(Work order)
In the material below, find every line with "gear" and pull it out.

(Source data)

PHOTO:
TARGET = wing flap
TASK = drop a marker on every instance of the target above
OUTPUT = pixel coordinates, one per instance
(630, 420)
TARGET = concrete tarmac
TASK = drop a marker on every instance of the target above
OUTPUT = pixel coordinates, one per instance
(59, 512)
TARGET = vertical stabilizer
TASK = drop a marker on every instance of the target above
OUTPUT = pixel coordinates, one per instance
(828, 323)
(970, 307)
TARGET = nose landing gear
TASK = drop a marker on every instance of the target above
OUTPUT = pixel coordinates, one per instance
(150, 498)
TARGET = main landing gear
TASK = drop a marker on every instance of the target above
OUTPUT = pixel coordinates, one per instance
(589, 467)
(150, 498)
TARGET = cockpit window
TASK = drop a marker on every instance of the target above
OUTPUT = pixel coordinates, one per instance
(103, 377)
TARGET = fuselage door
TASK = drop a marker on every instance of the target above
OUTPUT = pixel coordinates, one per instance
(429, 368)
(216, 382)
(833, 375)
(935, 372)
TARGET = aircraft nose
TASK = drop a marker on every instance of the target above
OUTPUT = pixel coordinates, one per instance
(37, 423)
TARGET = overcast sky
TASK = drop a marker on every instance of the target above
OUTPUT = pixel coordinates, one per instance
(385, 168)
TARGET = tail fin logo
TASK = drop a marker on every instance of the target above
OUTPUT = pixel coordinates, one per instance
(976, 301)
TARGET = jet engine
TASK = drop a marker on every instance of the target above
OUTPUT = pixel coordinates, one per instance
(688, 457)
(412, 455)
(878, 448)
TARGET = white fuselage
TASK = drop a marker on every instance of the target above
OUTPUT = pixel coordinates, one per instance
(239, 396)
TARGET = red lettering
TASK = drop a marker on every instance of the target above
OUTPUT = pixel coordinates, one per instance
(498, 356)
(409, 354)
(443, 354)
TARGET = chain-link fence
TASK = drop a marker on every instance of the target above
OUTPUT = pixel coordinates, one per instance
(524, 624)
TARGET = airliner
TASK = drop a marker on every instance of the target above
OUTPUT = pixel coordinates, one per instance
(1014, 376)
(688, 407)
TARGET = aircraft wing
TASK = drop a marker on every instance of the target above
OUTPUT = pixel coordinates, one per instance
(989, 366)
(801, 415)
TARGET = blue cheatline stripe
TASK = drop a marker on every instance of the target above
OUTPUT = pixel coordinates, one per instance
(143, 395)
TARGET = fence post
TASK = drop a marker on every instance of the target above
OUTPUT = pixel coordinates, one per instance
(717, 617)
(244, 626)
==
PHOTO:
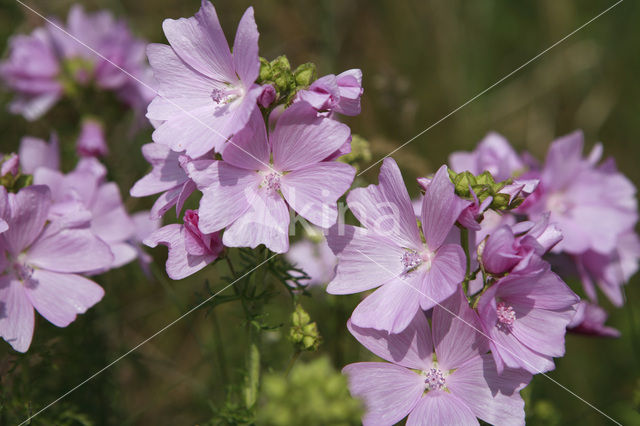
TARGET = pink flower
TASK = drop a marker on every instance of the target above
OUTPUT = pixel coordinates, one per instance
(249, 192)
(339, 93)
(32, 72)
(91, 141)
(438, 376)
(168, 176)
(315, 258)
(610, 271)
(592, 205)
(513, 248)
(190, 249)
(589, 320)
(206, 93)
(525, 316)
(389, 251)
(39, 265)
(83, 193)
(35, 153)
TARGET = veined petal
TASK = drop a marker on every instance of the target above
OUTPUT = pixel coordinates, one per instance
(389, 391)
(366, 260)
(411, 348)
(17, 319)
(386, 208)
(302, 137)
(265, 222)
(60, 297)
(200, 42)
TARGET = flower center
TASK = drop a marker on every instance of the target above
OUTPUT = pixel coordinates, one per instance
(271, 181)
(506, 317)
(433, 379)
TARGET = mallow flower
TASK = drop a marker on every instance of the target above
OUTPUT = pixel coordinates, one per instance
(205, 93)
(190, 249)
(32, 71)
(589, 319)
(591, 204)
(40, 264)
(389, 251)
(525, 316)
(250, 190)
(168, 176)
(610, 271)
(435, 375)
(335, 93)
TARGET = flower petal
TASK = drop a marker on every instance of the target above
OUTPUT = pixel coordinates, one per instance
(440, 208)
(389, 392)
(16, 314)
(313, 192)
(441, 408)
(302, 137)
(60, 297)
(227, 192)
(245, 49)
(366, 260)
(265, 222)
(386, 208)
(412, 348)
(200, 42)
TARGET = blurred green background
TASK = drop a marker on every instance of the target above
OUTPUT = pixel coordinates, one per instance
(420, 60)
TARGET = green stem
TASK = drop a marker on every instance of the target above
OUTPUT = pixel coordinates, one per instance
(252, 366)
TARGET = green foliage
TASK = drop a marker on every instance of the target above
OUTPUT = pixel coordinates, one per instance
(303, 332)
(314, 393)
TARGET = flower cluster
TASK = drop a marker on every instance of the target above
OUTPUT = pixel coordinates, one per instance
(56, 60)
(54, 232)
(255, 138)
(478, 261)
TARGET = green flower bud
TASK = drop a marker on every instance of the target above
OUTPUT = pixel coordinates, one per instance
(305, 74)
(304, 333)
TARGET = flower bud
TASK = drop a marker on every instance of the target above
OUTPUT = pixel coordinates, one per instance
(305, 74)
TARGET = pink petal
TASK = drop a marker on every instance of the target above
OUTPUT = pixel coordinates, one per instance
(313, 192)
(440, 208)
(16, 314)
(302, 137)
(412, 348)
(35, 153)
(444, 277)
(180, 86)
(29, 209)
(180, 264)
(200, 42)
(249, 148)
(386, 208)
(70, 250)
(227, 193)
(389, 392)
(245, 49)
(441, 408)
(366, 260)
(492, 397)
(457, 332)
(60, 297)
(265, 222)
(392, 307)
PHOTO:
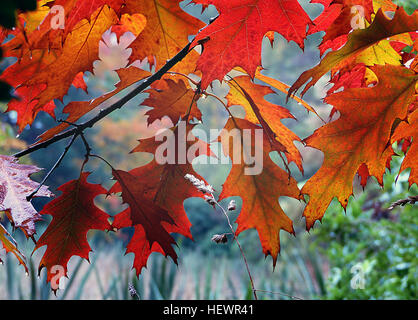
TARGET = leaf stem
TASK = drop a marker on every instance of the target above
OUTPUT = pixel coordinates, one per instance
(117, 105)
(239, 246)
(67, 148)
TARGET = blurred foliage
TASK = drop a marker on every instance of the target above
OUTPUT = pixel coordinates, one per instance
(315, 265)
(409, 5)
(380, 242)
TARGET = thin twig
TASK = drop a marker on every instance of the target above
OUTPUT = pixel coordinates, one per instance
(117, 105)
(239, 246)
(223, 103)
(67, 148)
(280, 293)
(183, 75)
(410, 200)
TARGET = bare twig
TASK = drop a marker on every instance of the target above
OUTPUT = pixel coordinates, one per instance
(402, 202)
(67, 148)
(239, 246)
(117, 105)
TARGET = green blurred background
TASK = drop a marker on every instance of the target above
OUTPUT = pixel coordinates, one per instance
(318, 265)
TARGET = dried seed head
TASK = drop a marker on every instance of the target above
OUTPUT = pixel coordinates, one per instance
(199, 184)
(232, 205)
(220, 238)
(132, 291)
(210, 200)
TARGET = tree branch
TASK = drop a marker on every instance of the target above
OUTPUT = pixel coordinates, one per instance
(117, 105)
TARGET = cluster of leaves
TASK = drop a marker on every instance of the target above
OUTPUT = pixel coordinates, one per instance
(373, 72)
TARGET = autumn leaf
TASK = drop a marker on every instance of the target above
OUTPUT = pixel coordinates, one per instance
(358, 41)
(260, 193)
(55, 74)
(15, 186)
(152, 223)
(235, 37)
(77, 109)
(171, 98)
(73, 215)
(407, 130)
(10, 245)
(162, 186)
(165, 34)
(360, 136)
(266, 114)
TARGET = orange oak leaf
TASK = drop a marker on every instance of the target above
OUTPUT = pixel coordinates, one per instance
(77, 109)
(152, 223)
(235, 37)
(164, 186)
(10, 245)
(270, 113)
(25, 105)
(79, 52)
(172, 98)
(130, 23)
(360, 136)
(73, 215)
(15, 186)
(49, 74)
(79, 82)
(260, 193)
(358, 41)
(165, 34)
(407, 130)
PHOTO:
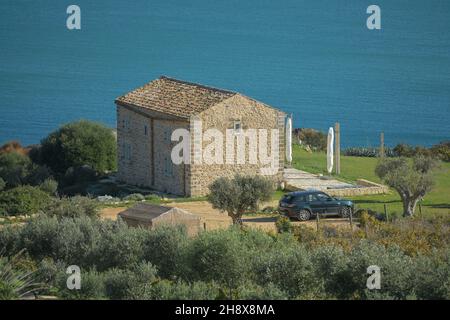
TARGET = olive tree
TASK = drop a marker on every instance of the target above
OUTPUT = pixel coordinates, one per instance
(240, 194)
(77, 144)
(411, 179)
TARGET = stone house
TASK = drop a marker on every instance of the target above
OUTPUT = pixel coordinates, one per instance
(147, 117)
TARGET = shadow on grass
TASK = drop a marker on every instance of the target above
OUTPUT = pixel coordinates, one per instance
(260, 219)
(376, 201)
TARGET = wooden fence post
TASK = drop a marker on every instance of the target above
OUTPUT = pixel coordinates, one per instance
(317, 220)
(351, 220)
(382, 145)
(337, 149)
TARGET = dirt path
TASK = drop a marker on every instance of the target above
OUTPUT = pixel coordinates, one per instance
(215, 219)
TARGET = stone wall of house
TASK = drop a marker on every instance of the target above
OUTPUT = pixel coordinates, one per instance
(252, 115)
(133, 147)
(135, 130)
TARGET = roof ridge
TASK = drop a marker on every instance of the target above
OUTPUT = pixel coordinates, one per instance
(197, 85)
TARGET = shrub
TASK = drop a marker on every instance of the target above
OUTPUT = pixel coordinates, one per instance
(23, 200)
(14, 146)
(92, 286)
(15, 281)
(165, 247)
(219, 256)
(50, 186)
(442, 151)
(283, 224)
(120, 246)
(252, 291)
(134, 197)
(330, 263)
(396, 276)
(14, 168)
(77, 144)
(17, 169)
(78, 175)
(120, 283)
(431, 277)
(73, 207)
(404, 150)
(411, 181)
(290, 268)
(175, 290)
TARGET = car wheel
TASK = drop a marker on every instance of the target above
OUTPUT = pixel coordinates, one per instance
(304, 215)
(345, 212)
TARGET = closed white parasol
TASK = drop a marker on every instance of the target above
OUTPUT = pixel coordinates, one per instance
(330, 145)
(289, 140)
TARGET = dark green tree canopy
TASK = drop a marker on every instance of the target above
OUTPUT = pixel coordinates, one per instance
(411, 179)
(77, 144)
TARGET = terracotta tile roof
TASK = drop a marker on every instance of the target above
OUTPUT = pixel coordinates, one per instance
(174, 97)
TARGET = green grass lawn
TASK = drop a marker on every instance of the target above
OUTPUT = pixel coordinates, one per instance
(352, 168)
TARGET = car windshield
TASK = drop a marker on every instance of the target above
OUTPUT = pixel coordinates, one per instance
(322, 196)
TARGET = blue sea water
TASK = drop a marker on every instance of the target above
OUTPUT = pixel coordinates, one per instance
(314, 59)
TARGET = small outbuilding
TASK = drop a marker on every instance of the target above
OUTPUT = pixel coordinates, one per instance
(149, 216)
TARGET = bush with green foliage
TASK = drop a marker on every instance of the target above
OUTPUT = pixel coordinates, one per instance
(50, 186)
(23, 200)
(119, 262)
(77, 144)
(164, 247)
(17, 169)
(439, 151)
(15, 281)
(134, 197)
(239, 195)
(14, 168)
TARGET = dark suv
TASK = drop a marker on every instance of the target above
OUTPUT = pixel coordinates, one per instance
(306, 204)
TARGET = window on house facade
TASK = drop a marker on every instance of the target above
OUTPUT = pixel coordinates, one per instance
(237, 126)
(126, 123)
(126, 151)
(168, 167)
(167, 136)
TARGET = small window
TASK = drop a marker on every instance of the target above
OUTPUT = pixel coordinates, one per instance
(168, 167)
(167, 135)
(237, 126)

(Answer space)
TARGET = nose landing gear
TARGET = main landing gear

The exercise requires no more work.